Extract every line of the entries below that contains the word "surface". Treat uppercase and lowercase letters as different.

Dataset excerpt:
* begin *

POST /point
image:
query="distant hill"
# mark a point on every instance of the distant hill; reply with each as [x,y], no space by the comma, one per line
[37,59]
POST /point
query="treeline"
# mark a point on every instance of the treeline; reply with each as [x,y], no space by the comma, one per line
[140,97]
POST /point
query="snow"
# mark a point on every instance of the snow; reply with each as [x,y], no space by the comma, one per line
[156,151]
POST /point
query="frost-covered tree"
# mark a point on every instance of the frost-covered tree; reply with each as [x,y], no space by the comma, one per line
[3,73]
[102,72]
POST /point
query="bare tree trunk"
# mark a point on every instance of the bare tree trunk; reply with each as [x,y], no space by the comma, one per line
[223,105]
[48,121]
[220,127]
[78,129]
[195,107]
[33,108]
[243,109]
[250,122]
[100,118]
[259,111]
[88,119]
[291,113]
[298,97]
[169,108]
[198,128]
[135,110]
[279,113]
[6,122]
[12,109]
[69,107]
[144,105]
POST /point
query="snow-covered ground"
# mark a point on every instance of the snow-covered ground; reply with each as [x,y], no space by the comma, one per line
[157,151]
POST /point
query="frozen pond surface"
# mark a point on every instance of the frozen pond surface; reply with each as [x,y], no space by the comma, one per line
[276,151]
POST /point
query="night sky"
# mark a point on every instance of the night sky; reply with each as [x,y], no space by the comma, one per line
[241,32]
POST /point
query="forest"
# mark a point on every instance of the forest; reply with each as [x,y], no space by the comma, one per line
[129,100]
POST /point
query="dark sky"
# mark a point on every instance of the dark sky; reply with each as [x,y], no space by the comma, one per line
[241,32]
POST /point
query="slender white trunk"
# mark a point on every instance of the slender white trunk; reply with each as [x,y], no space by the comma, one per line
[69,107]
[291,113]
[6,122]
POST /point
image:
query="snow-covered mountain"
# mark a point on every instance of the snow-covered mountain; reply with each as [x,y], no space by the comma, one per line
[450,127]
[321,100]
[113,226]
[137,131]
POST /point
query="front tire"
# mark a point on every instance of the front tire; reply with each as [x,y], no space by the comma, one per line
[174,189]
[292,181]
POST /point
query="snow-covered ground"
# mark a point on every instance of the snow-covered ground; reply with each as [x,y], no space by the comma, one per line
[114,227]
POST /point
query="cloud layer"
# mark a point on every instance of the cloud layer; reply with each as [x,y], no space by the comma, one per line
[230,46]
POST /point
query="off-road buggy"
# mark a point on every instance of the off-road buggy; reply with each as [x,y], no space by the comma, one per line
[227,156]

* end *

Response to this exercise
query="frozen pond surface"
# mark a point on every instance of the frozen pond surface; reply with each as [x,y], no space by the comma, one per line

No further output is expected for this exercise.